**EXERCISE GOAL**.
An identical copy of the listing below is all the answer should contain.

**EXERCISE DATA**.

------------------------------------------------------------------------

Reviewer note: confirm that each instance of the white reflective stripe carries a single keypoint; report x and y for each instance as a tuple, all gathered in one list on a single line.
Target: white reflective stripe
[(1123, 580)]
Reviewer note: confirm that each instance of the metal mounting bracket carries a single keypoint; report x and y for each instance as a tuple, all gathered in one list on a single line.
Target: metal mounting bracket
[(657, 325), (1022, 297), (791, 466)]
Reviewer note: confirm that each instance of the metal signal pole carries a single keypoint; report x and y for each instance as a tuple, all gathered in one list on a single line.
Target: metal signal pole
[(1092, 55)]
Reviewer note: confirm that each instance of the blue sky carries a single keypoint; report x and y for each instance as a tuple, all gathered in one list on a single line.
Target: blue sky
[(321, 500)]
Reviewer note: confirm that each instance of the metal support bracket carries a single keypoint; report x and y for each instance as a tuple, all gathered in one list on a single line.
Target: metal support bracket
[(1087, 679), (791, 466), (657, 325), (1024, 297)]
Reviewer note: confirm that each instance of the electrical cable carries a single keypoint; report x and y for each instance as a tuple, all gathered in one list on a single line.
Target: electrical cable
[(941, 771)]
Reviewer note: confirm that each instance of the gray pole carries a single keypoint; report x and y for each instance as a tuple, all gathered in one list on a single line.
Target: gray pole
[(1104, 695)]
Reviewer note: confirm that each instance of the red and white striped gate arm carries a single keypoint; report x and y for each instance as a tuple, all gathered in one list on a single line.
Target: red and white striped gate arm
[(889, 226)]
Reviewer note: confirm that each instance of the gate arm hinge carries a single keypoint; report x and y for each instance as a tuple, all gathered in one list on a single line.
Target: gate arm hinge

------------------------------------------------------------------------

**RESULT**.
Reviewer note: confirm that each instance of the white reflective stripe carries a single keypoint; report x and y for each instance as a tuple, all gathered in one list on a single line.
Target: white reflective stripe
[(1123, 580)]
Reviewer note: confirm that each instance of the metal mounting bracket carries a single keypoint; report x and y for each instance as a tuple, all gathered in one list on a single line.
Target: metal mounting bracket
[(657, 325), (1022, 297), (791, 466)]
Reviewer note: confirm that each instance of the metal signal pole carries a single keypoint; report x and y for each instance as a tuple, all gathered in one list on a single line.
Target: metal signal pole
[(1092, 55)]
Reviewer note: confirm that each instance of the blue sky carries a single keypoint; report x and y for each instance as a tuple, all gathered in one list on a single line.
Target: blue sky
[(321, 500)]
Reviewer note: confirm that each instance of the metal support bracket carries a single keypoint; report x and y for each instance as a tuple, all gathered in one list on a single line.
Target: metal support bracket
[(1087, 679), (791, 466), (657, 325), (1024, 297)]
Reviewer note: confirm that each instance of the electrical cable carries a single keypoint; report x and y for each instance as a tuple, all gathered in one list on a single line.
Target: electrical cable
[(941, 771)]
Reviewer note: confirm that each instance of the gray pole carries a single keypoint; report x and y for each instance as a tuple, all gathered in one list on a single line.
Target: gray pole
[(1104, 695)]
Reviewer note: confirm that each instance of the red and white striped gate arm carries a single keypoint; report x and y for each instance as a tuple, all gathered in one list on a single line.
Target: red and white striped gate arm
[(889, 226)]
Reviewer note: confirm that each instance of the gate arm hinge carries a single keypoint; report x and y for each instance as a tuple, all gathered in one list on a single line.
Target: gate arm hinge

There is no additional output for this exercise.